"Ce
que Joe Walsh a à
offrir
sur disque est ici décuplé sur scène."
JOE
WALSH : You
Cant’t Argue With A Sick Mind
1976
Les
meilleurs amis ne sont pas forcément ceux
qui
étaient les plus proches à certaines périodes de nos vies. Ce sont
parfois ces personnes que l’on pourrait qualifier un peu
brutalement de second choix, mais qui sont restés fidèles et
discrètes, toujours là au bon moment, et qui ont toujours un mot
agréable à vous adresser aux grandes étapes de votre existence.
Ils sont la présence rassurante dont on a besoin dans les moments
difficiles, et les compagnons de soirées avec qui on partage un bon
moment, sans plus d’exubérance que nécessaire. Et quand ceux avec
qui l’on passe le plus de temps s’éclipsent de manière aussi
incompréhensible que brutale, ils sont toujours là, pas très loin
de vous.

_ENTRÉES DE DONNÉES:_
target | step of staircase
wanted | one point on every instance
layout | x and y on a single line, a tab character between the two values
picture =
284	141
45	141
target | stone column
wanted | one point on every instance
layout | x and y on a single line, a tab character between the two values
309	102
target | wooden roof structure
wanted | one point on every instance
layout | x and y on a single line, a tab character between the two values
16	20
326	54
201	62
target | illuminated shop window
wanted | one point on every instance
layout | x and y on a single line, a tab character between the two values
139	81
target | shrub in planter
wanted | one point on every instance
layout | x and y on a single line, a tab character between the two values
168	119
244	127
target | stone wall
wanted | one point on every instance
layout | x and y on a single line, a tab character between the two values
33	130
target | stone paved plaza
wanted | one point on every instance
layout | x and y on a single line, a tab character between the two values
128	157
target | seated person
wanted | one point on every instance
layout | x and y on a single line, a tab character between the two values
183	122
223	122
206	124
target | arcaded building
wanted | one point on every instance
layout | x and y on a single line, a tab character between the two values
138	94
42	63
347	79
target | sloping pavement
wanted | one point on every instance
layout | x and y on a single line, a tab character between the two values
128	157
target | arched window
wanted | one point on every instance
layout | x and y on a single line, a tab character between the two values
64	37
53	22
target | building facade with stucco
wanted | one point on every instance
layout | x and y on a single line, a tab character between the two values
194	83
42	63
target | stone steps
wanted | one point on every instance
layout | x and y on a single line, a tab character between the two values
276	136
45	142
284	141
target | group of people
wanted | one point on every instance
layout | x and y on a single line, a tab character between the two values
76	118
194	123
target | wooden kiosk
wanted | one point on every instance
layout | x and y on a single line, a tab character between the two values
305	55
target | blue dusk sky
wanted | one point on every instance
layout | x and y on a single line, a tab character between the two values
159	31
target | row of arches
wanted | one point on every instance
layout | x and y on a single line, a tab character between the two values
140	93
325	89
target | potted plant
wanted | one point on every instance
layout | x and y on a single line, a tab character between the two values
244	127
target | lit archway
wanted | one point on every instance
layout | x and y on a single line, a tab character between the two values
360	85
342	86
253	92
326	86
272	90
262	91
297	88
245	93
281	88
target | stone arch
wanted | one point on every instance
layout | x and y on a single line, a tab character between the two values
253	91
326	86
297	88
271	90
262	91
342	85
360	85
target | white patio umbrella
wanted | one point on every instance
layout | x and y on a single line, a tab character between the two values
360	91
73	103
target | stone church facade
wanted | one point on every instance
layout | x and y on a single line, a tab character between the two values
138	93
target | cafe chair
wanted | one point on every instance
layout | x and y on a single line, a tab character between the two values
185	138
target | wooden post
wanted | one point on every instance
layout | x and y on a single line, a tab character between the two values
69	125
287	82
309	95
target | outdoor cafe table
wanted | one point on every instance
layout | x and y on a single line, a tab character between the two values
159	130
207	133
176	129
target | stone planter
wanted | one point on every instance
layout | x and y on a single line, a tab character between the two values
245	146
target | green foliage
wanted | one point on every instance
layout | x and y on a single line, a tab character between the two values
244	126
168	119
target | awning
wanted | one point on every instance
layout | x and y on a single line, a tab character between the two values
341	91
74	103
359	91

_ÉNONCÉ:_
Recopiez intégralement le texte sur Joe Walsh, s'il vous plaît. Les items ne sont pas nécessaires ici.

_RÉPONSE:_
"Ce
que Joe Walsh a à
offrir
sur disque est ici décuplé sur scène."
JOE
WALSH : You
Cant’t Argue With A Sick Mind
1976
Les
meilleurs amis ne sont pas forcément ceux
qui
étaient les plus proches à certaines périodes de nos vies. Ce sont
parfois ces personnes que l’on pourrait qualifier un peu
brutalement de second choix, mais qui sont restés fidèles et
discrètes, toujours là au bon moment, et qui ont toujours un mot
agréable à vous adresser aux grandes étapes de votre existence.
Ils sont la présence rassurante dont on a besoin dans les moments
difficiles, et les compagnons de soirées avec qui on partage un bon
moment, sans plus d’exubérance que nécessaire. Et quand ceux avec
qui l’on passe le plus de temps s’éclipsent de manière aussi
incompréhensible que brutale, ils sont toujours là, pas très loin
de vous.